--- DATA SHOWN Enclosed Below ---

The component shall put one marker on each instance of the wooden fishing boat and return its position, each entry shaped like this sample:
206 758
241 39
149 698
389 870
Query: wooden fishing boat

--- End of Enclosed DATA SHOWN ---

# TASK OBJECTIVE:
Your reply should contain every entry, repeated exactly.

# ANSWER AREA:
The component shall put one marker on each instance of the wooden fishing boat and return its position, each entry shaped like this sample:
206 758
241 39
149 698
389 870
Query: wooden fishing boat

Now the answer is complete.